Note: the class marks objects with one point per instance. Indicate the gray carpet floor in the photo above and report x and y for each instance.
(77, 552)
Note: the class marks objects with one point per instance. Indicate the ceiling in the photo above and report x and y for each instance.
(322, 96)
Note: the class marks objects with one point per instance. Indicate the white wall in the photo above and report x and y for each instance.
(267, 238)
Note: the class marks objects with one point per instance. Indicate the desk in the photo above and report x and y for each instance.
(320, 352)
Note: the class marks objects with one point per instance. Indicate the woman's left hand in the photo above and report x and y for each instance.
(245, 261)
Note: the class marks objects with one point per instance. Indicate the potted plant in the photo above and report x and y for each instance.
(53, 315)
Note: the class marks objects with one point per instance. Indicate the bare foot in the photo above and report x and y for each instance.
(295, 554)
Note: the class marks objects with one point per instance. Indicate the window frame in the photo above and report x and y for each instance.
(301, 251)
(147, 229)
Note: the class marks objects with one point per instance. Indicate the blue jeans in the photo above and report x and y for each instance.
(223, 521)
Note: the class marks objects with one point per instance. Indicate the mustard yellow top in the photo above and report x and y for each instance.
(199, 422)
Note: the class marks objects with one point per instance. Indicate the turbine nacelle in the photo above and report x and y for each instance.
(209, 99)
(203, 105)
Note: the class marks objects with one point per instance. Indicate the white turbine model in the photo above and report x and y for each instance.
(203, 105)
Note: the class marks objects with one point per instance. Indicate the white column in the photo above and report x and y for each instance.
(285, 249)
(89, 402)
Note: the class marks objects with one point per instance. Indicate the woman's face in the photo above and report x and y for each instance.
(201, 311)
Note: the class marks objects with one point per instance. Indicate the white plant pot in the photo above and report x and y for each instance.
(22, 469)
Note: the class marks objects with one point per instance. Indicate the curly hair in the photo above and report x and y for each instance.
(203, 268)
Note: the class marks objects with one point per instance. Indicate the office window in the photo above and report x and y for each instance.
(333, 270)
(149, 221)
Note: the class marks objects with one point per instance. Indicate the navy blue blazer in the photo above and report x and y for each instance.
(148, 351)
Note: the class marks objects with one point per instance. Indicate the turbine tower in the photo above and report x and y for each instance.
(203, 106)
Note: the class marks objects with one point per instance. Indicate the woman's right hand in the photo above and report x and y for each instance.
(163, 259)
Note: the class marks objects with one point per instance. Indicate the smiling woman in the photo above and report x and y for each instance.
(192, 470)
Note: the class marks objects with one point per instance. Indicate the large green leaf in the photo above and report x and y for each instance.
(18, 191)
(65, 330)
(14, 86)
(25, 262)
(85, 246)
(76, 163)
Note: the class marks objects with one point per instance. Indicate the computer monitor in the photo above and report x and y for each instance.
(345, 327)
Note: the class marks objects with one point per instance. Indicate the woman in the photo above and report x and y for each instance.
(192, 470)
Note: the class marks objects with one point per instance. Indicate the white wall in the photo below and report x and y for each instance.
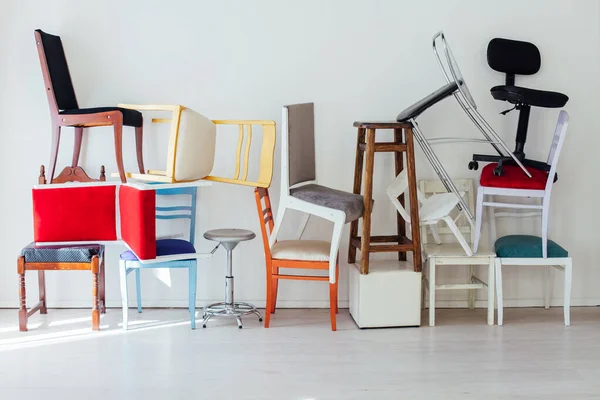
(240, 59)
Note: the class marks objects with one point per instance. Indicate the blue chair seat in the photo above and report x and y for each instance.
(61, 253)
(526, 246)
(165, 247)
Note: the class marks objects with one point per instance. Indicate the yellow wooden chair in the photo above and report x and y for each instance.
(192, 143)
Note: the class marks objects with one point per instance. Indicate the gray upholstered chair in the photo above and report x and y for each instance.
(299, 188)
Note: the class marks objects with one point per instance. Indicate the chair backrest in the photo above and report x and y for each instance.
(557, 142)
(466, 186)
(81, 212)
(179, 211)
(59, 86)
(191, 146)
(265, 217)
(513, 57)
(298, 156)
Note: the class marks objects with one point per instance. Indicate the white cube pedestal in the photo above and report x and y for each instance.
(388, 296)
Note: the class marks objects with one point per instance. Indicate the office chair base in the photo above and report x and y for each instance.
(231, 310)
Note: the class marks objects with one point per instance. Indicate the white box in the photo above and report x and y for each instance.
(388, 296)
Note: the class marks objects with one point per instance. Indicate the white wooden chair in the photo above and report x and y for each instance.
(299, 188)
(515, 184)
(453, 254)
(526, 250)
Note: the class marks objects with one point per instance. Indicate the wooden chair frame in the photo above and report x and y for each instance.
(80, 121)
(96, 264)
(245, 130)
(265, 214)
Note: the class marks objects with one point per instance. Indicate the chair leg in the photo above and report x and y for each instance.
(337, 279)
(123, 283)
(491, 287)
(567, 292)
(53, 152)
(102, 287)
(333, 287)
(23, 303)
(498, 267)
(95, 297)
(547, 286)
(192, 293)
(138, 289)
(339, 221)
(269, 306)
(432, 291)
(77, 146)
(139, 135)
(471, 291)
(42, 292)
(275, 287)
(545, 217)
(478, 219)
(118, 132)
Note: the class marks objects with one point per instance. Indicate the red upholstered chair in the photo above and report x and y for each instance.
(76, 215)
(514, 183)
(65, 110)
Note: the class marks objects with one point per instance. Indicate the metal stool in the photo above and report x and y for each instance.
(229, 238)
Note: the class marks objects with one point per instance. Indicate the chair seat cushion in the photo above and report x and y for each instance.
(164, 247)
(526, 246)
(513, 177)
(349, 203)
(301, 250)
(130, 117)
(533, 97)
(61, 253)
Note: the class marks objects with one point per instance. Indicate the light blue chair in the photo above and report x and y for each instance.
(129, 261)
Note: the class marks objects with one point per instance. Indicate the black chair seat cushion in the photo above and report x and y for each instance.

• DIRECTIVE
Your task is to reproduce, exactly and exclusively, the lines from the one holding "the white cube" through the final line of the listing.

• OUTPUT OF THE TASK
Note: the class marks objects with one point per instance. Indicate the white cube pedestal in the photo above and report x and y for each instance.
(388, 296)
Note: the class marks objects with one point per instance. Indicate the office chair base in the photo above and report x and y for each instance.
(231, 310)
Note: the class marks objects with one point per instance. Indicate the white box in the photo above and report x and y for each instance.
(388, 296)
Note: the class marks objects with one point per instance. Indicate the white wooden chair in the photo above and report x and y for each instance.
(299, 188)
(515, 184)
(453, 254)
(526, 250)
Note: the class marks objects with one point per instance. Indicate the wooden chair frame in the photo above and report x and y for each instance.
(80, 121)
(96, 264)
(245, 130)
(265, 214)
Note: the class marks objects with one point per instance. Indicate the chair leg in the photo above and report x and y for each instance.
(337, 279)
(123, 283)
(491, 287)
(567, 292)
(53, 152)
(102, 287)
(333, 287)
(23, 303)
(498, 267)
(95, 297)
(547, 286)
(192, 293)
(138, 289)
(339, 221)
(269, 306)
(432, 291)
(77, 146)
(139, 135)
(471, 291)
(42, 292)
(275, 287)
(545, 217)
(478, 219)
(118, 132)
Note: the class marks objects with one point per instance. Indicate the red upholstered chair in the photo above and report x and y for each instance.
(76, 215)
(514, 183)
(65, 110)
Note: the class marks objects with one point per instance. Indicate the metal stool in the photo above and report x and y for each instance.
(229, 238)
Note: the class marks objects with one point per instance. Indicate the chair seat cushion in the photo above and report x and y for each instance.
(164, 247)
(526, 246)
(513, 177)
(349, 203)
(301, 250)
(130, 117)
(533, 97)
(61, 253)
Note: the class marks objects with one point per instance. Indicate the light blue chair in the photo above and report x and y for each instance.
(129, 261)
Note: the class marks objects with one point per instance. Indicate the black chair seat cushion in the photo above and report x and y for each instance.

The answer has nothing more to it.